### Passage
-- BEGIN --
The big picture: NYCB has been diversifying via acquisitions.
- At the end of 2022 it bought Flagstar Bank, bringing in a broad branch network and deposit base.
- In 2023 it acquired most of the assets of Signature Bank, a crypto-heavy lender that failed on the same weekend as Silicon Valley Bank. (NYCB didn't take on any of the crypto assets.).
The good news: NYCB's acquisitions gave it a much broader base of operations, and also put most deposits under the Flagstar brand. The recent decline in NYCB's share price hasn't (yet) resulted in deposit outflows at Flagstar, whose name hasn't been front and center in NYCB stories.
- The bad news: After the two acquisitions, NYCB found itself over the $100 billion mark for total assets — a level which comes with significantly increased scrutiny from regulators and stricter capital requirements.
Driving the news: On Jan. 31, NYCB announced it had lost money in the fourth quarter, after taking a $552 million provision for credit losses on its commercial real-estate portfolio. It also slashed its dividend.
- That precipitated a plunge in the share price, as well as the revelation that the bank's chief risk officer and chief audit officer had both been pushed out.
- On Tuesday, Moody's cited "high governance risks" as it downgraded the bonds of NYCB's parent company to junk status. (Flagstar Bank, however, retains its investment-grade deposit rating.)
What's next: The bank responded Wednesday morning by announcing that Sandro DiNello, the former CEO of Flagstar who had been serving as non-executive board chair, would take on an executive role alongside CEO Thomas Cangemi.
-- END --
Coordinate labeling data:
-- BEGIN --
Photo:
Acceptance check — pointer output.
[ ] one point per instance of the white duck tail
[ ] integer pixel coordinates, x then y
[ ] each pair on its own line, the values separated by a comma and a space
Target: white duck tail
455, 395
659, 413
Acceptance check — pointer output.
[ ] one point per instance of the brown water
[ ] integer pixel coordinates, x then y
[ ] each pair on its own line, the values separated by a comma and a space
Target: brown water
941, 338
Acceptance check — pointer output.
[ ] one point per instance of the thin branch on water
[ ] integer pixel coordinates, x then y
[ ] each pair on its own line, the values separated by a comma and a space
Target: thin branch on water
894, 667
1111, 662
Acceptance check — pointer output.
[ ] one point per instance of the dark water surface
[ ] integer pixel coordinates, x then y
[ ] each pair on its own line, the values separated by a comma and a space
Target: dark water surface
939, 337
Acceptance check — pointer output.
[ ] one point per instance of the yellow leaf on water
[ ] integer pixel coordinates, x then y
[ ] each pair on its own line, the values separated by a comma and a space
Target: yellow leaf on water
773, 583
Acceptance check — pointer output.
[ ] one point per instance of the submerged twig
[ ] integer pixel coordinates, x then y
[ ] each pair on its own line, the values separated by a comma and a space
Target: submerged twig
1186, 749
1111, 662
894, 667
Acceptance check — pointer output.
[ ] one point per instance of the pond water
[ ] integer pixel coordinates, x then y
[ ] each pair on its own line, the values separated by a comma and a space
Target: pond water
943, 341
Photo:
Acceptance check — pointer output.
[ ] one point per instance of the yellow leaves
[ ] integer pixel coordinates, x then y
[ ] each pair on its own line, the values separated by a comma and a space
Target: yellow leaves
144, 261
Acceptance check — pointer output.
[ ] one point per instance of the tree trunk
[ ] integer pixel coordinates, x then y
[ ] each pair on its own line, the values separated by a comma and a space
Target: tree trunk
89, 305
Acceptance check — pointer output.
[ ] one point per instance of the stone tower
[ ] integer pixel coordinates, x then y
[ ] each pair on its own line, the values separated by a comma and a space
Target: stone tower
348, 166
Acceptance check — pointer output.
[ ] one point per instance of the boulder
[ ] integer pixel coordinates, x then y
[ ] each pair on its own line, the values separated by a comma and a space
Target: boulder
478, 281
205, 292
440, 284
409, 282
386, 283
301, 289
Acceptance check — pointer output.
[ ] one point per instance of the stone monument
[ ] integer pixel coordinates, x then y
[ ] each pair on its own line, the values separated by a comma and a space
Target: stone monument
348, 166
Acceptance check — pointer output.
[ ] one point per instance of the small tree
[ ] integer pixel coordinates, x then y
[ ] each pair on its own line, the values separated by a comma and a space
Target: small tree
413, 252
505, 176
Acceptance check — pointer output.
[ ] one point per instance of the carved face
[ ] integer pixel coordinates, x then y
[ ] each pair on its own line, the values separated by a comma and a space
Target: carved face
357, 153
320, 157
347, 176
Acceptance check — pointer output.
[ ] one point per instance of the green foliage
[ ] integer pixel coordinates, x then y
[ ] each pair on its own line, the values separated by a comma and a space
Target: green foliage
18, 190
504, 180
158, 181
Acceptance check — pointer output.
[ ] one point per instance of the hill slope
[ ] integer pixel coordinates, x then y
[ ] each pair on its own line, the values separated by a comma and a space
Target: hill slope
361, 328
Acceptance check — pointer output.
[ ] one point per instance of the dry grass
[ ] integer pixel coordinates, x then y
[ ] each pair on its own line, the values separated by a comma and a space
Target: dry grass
-- END --
### Exercises to complete
**1)** Quote the passage on NYCB, starting with "- The bad news: After" and going on through "stricter capital requirements.".
**2)** Extract every line of the entries that contains the string "carved", treating case as significant.
The passage on NYCB and the entries were drawn from separate, unrelated sources.

### Full answers
**1)**
- The bad news: After the two acquisitions, NYCB found itself over the $100 billion mark for total assets — a level which comes with significantly increased scrutiny from regulators and stricter capital requirements.

**2)**
[ ] one point per instance of the carved face
Target: carved face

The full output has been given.